[START OF Text section]
Using reprozip

The reprozip component is responsible for packing an experiment. In ReproZip, we assume that the experiment can be executed by a single command line, preferably with no GUI involved (please refer to Further Considerations for additional information regarding different types of experiments).

There are three steps when packing an experiment with reprozip: tracing the experiment, editing the configuration file (if necessary), and creating the reproducible package. Each of these steps is explained in more details below. Please note that reprozip is only available for Linux distributions.

Tracing an Experiment

First, reprozip needs to trace the operating system calls used by the experiment, so as to identify all the necessary information for its future re-execution, such as binaries, files, library dependencies, and environment variables.

The following command is used to trace an experiment:

$ reprozip trace <command-line>

where <command-line> is the command line used to execute the experiment. By running this command, reprozip executes the experiment and uses ptrace to trace all the system calls issued, storing them in an SQLite database.

By default, if the operating system is Debian or Debian-based (e.g.: Ubuntu), reprozip will also try to automatically identify the distribution packages from which the files come, using the available package manager of the system. This is useful to provide more detailed information about the dependencies, as well as to further help when reproducing the experiment. However, note that the trace command can take some time doing that after the experiment has finished, depending on the number of file dependencies that the experiment has. To disable this feature, users may use the flag --dont-identify-packages:

$ reprozip trace --dont-identify-packages <command-line>

The database, together with a configuration file (see below), are placed in a directory named .reprozip, created under the path where the reprozip trace command was issued.
[END OF Text section]
» Given problem 1:
Answer these questions from the reprozip section:
(a) On which operating systems is reprozip available?
(b) What does reprozip use to trace system calls, and where does it store them?
(c) What is the name of the directory that holds the database and configuration file?
» Given problem 2:
Copy the reprozip section word for word, starting with "The database, together" and going on through "command was issued.".
The material that follows is unrelated to the reprozip section.
[START OF Material provided]
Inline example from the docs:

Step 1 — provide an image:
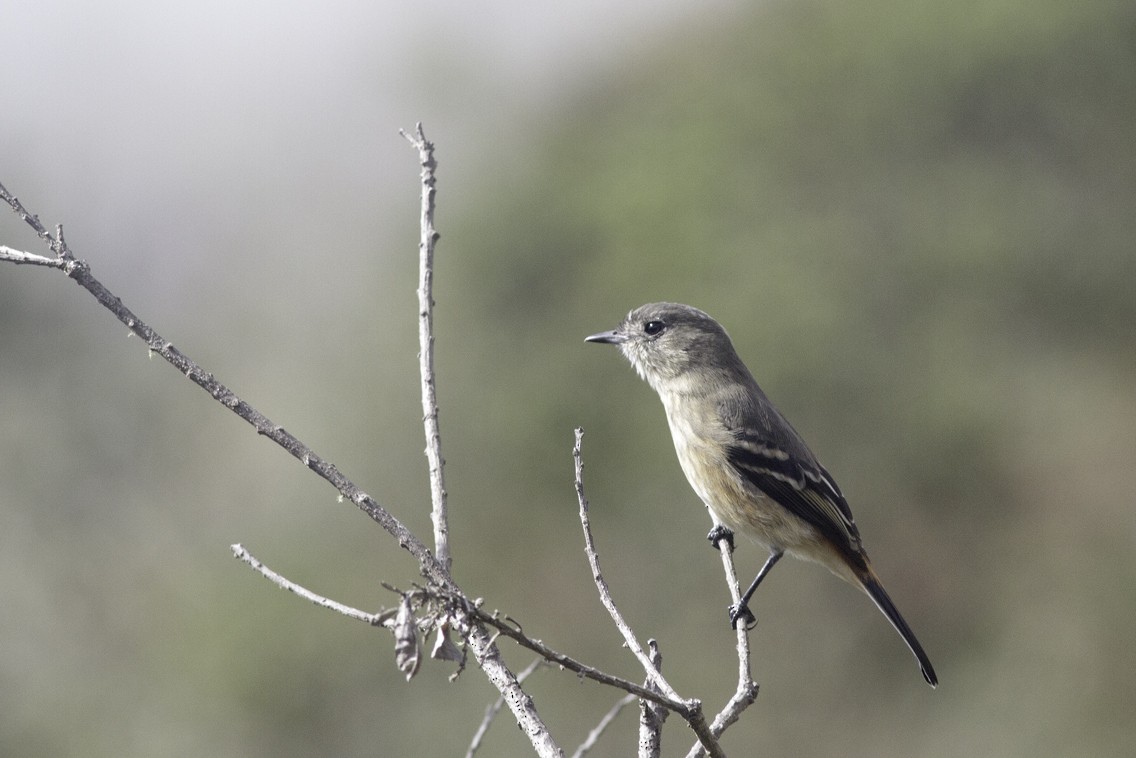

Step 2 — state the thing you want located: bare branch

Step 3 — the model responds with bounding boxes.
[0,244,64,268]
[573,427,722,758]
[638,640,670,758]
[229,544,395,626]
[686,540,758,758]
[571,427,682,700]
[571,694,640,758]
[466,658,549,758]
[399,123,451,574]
[END OF Material provided]
[START OF Material provided]
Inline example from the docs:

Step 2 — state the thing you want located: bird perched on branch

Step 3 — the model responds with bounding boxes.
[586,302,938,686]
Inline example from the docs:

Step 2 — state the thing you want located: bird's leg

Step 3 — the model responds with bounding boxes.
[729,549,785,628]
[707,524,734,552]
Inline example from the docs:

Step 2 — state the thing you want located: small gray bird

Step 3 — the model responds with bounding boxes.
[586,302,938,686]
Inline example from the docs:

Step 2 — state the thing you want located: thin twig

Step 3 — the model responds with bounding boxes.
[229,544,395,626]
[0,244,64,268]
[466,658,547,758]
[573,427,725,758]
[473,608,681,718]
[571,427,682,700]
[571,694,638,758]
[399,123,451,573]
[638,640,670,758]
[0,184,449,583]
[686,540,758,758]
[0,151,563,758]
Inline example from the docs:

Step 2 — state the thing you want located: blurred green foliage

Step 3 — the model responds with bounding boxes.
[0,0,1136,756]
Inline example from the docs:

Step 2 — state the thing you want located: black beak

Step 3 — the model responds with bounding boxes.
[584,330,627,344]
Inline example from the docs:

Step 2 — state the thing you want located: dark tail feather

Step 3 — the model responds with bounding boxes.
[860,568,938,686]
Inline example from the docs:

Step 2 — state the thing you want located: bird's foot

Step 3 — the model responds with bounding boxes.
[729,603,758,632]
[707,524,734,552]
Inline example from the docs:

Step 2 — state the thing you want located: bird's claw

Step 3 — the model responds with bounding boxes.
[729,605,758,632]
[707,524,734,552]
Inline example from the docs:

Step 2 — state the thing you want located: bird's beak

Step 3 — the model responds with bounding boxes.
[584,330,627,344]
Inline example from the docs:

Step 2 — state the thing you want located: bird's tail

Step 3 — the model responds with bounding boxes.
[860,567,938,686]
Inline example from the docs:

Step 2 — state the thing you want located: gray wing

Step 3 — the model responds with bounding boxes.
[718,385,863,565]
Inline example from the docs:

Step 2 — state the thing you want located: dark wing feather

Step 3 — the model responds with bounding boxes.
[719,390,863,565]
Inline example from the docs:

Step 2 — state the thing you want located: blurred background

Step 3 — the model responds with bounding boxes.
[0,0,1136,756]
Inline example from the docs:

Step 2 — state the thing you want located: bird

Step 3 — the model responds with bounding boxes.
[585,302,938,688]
[END OF Material provided]
» Correct output 1:
(a) Linux distributions.
(b) It uses ptrace and stores the system calls in an SQLite database.
(c) .reprozip

» Correct output 2:
The database, together with a configuration file (see below), are placed in a directory named .reprozip, created under the path where the reprozip trace command was issued.